* EXERCISE PROMPT *
Whatever the records say, repeat them exactly as given.

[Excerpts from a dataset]
*** Block opens ***

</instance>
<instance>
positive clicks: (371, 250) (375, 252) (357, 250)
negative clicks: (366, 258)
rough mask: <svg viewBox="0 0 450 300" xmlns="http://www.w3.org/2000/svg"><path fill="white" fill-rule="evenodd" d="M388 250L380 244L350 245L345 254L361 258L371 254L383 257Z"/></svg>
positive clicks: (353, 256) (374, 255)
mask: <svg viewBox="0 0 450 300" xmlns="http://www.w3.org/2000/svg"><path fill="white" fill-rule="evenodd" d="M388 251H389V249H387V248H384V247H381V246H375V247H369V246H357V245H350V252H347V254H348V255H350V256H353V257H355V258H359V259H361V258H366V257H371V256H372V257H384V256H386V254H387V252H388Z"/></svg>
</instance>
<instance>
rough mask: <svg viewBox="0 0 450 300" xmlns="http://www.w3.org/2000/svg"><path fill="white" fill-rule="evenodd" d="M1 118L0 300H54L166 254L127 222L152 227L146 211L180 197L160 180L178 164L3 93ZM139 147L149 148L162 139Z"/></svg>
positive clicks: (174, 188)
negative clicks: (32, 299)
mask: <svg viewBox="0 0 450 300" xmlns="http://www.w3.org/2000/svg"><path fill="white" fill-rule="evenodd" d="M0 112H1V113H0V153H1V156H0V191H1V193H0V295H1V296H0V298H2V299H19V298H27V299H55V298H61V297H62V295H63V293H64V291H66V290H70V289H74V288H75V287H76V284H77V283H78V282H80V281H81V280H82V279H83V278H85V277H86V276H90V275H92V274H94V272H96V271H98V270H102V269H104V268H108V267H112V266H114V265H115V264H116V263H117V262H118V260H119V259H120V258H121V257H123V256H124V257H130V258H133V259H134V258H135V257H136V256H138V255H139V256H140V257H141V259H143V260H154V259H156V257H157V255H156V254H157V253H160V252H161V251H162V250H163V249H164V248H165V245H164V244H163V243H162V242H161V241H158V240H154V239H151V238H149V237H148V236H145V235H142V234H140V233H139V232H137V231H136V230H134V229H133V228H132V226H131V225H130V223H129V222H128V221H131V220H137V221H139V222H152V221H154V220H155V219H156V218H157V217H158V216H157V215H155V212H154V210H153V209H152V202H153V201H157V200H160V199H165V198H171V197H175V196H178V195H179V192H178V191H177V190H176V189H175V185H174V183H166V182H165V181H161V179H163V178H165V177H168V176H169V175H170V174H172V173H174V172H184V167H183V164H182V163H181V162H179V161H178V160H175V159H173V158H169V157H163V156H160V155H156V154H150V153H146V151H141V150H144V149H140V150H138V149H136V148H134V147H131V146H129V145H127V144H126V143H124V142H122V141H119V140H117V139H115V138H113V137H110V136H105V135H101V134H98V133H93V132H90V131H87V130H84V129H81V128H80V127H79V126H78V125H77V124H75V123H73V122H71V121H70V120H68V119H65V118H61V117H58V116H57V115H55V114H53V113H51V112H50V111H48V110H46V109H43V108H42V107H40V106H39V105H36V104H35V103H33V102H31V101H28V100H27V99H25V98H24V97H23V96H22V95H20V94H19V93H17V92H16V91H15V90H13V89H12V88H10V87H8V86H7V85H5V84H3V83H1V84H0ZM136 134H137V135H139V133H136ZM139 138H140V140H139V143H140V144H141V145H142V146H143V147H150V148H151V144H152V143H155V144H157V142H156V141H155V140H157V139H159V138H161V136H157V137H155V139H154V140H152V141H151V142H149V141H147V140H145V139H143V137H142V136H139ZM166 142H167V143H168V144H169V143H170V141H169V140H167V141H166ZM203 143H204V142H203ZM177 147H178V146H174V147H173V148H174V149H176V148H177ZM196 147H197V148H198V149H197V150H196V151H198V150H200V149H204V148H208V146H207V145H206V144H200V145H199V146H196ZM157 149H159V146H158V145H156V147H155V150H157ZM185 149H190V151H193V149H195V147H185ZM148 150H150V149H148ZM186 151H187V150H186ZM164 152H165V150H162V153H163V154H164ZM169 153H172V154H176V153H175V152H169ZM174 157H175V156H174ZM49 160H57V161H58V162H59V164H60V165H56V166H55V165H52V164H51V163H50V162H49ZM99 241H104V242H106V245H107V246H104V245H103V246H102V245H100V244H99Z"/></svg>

*** Block closes ***

* RESPONSE TO THIS EXERCISE *
</instance>
<instance>
positive clicks: (371, 250) (375, 252) (357, 250)
negative clicks: (366, 258)
rough mask: <svg viewBox="0 0 450 300" xmlns="http://www.w3.org/2000/svg"><path fill="white" fill-rule="evenodd" d="M388 250L380 244L350 245L345 254L361 258L371 254L383 257Z"/></svg>
positive clicks: (353, 256) (374, 255)
mask: <svg viewBox="0 0 450 300" xmlns="http://www.w3.org/2000/svg"><path fill="white" fill-rule="evenodd" d="M388 251H389V249H387V248H384V247H381V246H375V247H369V246H357V245H350V252H347V254H348V255H350V256H353V257H355V258H359V259H361V258H366V257H371V256H372V257H384V256H386V254H387V252H388Z"/></svg>
</instance>
<instance>
rough mask: <svg viewBox="0 0 450 300" xmlns="http://www.w3.org/2000/svg"><path fill="white" fill-rule="evenodd" d="M1 118L0 300H54L166 254L127 222L152 227L146 211L180 197L160 180L178 164L3 93ZM139 147L149 148L162 139Z"/></svg>
positive clicks: (174, 188)
negative clicks: (32, 299)
mask: <svg viewBox="0 0 450 300" xmlns="http://www.w3.org/2000/svg"><path fill="white" fill-rule="evenodd" d="M0 112H1V113H0V153H1V156H0V191H1V193H0V295H1V296H0V298H2V299H19V298H27V299H55V298H61V297H62V295H63V293H64V291H66V290H70V289H74V288H75V287H76V284H77V283H78V282H80V281H81V280H82V279H83V278H85V277H86V276H90V275H92V274H94V272H96V271H98V270H102V269H104V268H108V267H112V266H114V265H115V264H116V263H117V262H118V260H119V259H120V258H121V257H123V256H124V257H130V258H133V259H134V258H135V257H136V256H138V255H139V256H140V257H141V259H143V260H154V259H156V257H157V255H156V254H157V253H160V252H161V251H162V250H163V249H164V248H165V245H164V244H163V243H162V242H161V241H158V240H154V239H151V238H149V237H148V236H145V235H142V234H140V233H139V232H137V231H136V230H134V229H133V228H132V226H131V225H130V223H129V222H128V221H131V220H137V221H139V222H152V221H154V220H155V219H156V218H157V217H158V216H157V215H155V212H154V210H153V209H152V202H153V201H157V200H160V199H165V198H171V197H175V196H178V195H179V192H178V191H177V190H176V189H175V185H174V183H166V182H165V181H161V179H163V178H165V177H168V176H169V175H170V174H172V173H174V172H184V167H183V164H182V163H181V162H179V161H178V160H175V159H173V158H169V157H163V156H160V155H156V154H150V153H146V151H141V150H144V149H140V150H138V149H136V148H134V147H131V146H129V145H127V144H126V143H124V142H122V141H119V140H117V139H115V138H113V137H110V136H105V135H101V134H98V133H93V132H90V131H87V130H84V129H81V128H80V127H79V126H78V125H77V124H75V123H73V122H71V121H70V120H68V119H65V118H61V117H58V116H57V115H55V114H53V113H51V112H50V111H48V110H46V109H43V108H42V107H40V106H39V105H36V104H35V103H33V102H31V101H28V100H27V99H25V98H24V97H23V96H22V95H20V94H19V93H17V92H16V91H15V90H13V89H12V88H10V87H8V86H7V85H5V84H3V83H1V84H0ZM136 134H137V135H139V133H136ZM139 138H140V140H139V143H140V144H141V145H142V146H143V147H150V148H151V144H152V143H155V144H157V142H156V141H155V140H157V139H159V138H161V136H157V137H155V139H154V140H152V141H151V142H149V141H147V140H145V139H143V137H142V136H139ZM166 142H167V143H168V144H169V143H170V141H169V140H167V141H166ZM203 143H204V142H203ZM177 147H178V146H174V147H173V148H174V149H176V148H177ZM196 147H197V148H198V149H197V150H196V151H198V150H200V149H204V148H208V146H207V145H206V144H200V145H199V146H196ZM157 149H159V146H158V145H156V147H155V150H157ZM185 149H190V151H193V149H195V147H185ZM148 150H150V149H148ZM186 151H187V150H186ZM164 152H165V150H162V153H163V154H164ZM169 153H172V154H176V153H175V152H169ZM174 157H175V156H174ZM49 160H57V161H58V162H59V164H60V165H56V166H55V165H52V164H51V163H50V162H49ZM99 241H104V242H106V245H107V246H104V245H103V246H102V245H100V244H99Z"/></svg>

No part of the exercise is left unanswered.